**PROBLEM DESCRIPTION**
Reproduce every line of the records starting at the line containing "Note: the class marks the wooden pallet" and ending at the line containing "[185, 1003]", adjusting each pixel coordinate in them by -101. Omit the pictures.

Records
══════════════════════════════

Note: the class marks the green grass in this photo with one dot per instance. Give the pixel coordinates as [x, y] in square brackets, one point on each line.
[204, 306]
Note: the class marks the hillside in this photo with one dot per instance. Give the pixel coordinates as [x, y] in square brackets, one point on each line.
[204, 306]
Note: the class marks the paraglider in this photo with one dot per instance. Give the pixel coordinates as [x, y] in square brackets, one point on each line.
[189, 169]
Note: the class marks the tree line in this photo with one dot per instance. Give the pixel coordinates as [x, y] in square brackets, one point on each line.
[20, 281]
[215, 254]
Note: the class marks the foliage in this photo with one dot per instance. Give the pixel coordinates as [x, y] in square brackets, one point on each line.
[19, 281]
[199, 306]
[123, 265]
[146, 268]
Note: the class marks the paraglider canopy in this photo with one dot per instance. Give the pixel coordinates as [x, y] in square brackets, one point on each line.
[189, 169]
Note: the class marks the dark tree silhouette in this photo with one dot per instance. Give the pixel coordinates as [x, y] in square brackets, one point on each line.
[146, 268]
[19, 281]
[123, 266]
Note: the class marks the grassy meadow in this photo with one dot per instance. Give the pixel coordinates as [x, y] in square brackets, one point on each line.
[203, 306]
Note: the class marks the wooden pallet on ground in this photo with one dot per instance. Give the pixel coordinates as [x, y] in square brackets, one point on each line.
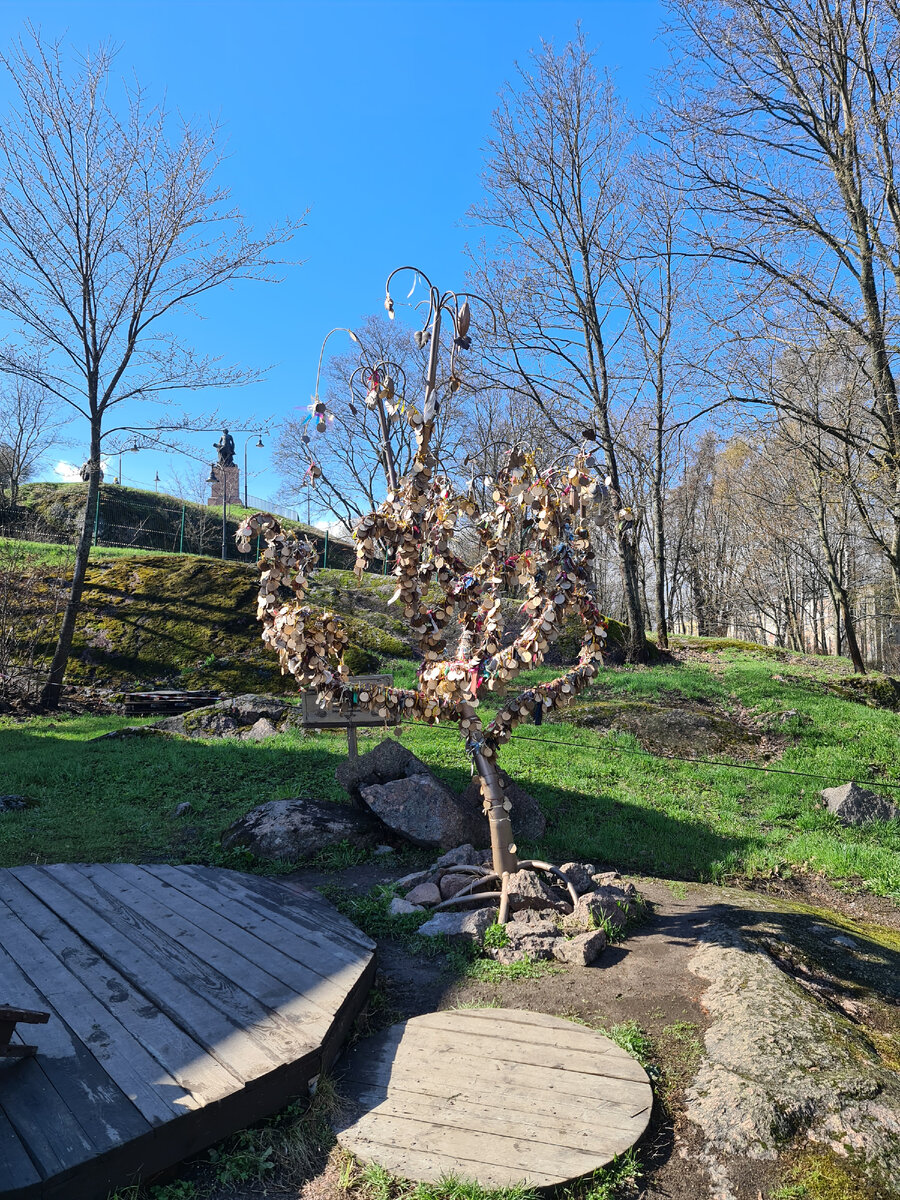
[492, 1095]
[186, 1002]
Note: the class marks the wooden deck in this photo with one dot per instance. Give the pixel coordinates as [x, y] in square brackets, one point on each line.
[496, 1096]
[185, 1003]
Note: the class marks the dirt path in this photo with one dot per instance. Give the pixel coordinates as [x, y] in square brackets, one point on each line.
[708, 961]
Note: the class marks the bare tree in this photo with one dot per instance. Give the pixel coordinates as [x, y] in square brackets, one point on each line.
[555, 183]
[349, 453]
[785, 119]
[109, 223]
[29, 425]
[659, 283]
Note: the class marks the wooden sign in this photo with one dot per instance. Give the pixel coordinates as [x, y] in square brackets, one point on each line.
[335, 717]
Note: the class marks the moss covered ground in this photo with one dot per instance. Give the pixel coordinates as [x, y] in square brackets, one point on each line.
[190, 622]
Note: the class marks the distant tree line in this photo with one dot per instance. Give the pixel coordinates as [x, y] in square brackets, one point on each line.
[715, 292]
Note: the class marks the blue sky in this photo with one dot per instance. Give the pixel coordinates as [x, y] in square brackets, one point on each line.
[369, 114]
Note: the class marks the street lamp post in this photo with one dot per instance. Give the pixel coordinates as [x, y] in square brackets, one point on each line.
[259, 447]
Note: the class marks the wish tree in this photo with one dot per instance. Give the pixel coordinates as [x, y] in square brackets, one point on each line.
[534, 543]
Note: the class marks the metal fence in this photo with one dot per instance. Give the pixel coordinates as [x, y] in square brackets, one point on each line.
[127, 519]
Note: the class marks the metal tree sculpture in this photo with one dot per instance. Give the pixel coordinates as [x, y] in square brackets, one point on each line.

══════════════════════════════

**WRITTEN SOLUTION**
Note: the class marks the wooden pallet on ground in this photo with one dot per instance. Give the pixel coordinates as [x, y] in square brackets, one point on each line.
[391, 994]
[85, 901]
Note: the class marks the wooden deck in this photo with one dot per instance. Give the pixel coordinates as [x, y] in square brackets, one point on each line.
[395, 995]
[84, 902]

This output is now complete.